**TASK MATERIAL:**
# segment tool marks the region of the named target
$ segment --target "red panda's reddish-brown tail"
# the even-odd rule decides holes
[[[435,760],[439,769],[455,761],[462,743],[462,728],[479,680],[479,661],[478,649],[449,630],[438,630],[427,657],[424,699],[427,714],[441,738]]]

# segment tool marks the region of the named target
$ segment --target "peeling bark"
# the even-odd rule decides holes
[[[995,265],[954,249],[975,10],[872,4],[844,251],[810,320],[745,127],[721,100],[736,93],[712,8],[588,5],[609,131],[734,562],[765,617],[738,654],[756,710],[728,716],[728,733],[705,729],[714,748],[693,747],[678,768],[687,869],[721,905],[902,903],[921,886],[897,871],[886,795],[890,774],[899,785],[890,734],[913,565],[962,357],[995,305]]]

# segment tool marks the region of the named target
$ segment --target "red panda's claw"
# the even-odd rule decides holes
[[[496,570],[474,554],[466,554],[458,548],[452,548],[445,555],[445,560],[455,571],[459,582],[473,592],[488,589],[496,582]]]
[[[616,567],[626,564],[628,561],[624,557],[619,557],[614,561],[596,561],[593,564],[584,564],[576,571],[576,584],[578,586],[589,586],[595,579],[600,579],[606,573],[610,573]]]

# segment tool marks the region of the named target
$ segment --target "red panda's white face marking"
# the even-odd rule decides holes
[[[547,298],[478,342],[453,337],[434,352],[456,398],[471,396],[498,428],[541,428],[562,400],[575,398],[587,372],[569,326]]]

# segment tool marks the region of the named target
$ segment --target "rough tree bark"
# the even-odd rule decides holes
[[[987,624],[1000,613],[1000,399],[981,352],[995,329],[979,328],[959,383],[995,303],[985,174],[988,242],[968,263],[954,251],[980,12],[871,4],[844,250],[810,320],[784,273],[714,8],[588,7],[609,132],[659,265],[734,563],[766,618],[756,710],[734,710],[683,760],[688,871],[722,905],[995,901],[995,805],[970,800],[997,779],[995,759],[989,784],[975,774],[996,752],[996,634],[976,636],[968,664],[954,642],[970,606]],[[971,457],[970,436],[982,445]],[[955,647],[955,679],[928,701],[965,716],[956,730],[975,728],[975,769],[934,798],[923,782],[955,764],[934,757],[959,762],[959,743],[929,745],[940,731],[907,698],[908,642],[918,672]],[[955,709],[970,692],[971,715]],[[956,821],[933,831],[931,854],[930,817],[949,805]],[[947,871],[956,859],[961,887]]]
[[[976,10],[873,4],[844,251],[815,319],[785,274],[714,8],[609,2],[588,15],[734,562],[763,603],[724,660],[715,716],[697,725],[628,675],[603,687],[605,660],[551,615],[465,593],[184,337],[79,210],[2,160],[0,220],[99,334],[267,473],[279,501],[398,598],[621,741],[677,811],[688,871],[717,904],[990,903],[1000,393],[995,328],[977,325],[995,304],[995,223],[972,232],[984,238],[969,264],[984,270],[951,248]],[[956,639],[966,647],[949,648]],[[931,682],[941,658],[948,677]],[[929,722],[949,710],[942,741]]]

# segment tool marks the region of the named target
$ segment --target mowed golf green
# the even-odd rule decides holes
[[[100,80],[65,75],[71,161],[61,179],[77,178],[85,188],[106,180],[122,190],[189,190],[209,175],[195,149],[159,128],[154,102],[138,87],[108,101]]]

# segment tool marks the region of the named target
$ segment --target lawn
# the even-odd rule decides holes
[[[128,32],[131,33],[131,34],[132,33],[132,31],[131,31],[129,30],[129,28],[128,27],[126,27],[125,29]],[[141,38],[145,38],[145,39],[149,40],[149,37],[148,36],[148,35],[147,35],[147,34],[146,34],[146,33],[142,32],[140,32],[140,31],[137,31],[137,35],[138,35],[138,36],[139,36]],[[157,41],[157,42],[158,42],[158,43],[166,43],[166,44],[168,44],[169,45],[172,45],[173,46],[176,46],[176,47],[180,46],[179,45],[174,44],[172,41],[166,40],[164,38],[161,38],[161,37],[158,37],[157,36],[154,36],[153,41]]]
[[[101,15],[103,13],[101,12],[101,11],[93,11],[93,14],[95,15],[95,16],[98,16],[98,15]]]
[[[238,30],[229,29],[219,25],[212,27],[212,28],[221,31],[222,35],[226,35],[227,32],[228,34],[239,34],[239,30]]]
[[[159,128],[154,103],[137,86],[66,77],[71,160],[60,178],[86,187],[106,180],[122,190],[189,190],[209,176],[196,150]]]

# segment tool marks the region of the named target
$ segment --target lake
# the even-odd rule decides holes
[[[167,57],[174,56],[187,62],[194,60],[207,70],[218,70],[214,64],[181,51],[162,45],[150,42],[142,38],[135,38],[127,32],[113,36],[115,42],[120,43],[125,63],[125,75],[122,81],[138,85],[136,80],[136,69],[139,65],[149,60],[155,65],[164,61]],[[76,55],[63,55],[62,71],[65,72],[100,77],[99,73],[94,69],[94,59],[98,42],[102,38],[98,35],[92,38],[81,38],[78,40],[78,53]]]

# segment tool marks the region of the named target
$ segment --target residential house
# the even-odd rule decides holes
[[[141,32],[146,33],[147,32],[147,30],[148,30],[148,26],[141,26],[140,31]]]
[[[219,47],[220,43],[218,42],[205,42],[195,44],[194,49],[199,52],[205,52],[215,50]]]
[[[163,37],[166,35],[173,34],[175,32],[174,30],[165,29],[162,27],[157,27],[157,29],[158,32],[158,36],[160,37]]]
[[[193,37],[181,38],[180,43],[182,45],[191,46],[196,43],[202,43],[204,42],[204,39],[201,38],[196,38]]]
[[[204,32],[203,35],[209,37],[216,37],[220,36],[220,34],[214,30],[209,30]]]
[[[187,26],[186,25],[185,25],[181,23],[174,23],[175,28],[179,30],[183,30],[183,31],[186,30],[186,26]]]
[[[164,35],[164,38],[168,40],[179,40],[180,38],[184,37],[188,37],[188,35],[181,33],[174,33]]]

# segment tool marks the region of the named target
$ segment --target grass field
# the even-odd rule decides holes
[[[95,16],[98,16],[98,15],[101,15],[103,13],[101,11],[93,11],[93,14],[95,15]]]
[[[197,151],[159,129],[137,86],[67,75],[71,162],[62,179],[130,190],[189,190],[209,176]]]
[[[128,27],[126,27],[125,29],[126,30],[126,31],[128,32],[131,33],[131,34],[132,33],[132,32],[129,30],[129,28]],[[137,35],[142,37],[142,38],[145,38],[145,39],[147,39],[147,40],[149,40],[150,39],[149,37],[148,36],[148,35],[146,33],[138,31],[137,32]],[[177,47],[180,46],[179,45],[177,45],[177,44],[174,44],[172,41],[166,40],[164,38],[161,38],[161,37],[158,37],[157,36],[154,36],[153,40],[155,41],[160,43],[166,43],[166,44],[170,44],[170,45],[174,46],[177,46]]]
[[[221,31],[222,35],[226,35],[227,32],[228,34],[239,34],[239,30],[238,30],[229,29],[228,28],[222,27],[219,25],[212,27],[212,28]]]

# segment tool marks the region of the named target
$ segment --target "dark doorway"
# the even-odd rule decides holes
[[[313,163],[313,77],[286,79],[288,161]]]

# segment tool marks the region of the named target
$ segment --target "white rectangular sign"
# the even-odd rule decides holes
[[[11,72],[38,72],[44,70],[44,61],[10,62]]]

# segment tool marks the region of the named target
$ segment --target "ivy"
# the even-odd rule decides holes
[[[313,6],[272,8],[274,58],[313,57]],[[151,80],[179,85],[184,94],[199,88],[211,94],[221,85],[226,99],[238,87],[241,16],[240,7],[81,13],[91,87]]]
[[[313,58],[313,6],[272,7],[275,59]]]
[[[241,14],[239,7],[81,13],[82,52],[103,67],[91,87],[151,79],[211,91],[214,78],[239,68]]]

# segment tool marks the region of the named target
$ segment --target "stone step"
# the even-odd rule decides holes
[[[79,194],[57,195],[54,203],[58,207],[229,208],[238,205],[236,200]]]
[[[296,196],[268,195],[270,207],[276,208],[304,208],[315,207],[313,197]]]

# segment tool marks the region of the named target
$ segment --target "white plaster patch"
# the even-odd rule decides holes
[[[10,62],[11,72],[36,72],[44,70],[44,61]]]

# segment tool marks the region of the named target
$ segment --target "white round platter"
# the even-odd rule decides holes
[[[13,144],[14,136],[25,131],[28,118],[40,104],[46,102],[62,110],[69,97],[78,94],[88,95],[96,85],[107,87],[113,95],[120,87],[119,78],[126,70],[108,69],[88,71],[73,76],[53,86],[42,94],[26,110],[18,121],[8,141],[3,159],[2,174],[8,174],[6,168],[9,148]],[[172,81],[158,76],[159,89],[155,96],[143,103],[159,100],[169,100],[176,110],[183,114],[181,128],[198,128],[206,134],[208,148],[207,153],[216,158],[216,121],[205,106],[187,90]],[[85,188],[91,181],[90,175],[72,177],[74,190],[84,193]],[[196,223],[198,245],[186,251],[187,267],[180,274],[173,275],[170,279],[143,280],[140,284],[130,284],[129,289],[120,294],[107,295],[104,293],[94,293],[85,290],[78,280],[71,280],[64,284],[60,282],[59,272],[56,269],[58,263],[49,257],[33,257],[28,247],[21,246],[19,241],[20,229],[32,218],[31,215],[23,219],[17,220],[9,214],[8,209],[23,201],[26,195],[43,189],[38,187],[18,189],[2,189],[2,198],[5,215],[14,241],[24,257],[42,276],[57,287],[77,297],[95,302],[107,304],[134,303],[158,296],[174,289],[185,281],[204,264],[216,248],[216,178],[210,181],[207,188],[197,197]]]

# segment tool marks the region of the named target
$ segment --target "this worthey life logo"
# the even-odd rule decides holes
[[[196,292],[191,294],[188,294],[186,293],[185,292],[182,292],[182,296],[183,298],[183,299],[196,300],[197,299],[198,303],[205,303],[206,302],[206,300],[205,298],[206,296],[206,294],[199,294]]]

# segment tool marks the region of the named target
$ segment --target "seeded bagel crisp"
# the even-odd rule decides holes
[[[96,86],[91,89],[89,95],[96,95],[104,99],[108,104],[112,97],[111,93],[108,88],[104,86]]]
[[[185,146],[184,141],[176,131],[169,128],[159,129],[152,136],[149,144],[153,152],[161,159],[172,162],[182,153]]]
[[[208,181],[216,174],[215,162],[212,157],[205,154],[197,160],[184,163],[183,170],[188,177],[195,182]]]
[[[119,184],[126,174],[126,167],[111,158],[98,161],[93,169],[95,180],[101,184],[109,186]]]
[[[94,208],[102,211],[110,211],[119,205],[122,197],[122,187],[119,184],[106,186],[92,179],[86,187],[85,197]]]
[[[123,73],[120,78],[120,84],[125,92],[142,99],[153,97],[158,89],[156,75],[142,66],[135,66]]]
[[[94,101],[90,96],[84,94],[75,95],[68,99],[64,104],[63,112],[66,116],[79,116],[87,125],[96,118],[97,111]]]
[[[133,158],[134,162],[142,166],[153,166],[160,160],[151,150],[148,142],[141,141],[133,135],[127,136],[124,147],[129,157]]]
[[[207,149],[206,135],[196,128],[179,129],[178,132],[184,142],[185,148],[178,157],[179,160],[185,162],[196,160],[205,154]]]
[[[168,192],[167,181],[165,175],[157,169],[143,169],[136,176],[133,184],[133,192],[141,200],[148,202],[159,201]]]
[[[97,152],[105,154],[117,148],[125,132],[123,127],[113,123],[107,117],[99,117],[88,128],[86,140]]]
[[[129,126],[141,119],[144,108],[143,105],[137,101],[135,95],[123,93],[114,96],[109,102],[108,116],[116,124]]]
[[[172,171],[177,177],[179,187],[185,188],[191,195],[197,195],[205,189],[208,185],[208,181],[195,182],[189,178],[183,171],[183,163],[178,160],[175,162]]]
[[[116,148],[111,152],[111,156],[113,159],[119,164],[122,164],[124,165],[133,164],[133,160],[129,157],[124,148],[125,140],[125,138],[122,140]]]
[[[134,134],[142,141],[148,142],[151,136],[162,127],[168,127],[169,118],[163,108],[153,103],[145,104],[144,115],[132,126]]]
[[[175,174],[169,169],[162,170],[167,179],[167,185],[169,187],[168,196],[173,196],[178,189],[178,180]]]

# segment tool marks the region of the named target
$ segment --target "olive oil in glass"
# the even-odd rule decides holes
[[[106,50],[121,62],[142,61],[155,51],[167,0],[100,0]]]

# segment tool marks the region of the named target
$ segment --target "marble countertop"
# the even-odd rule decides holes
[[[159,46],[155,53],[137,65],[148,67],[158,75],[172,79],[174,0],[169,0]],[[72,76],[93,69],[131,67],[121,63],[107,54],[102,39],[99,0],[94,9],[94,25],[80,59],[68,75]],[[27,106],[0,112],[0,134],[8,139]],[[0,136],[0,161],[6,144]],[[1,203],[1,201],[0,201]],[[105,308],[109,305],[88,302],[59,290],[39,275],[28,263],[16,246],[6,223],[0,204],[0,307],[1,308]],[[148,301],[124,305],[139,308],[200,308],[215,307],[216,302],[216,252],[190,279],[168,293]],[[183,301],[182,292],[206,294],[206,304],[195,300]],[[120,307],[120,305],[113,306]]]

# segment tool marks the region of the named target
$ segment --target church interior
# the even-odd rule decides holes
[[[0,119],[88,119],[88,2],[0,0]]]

**DIRECTIONS FOR THIS TASK:** Filter the items above down to each line that contains the string "bark", matching case exactly.

**RESPONSE:**
$ segment --target "peeling bark"
$ segment --target "rough tree bark"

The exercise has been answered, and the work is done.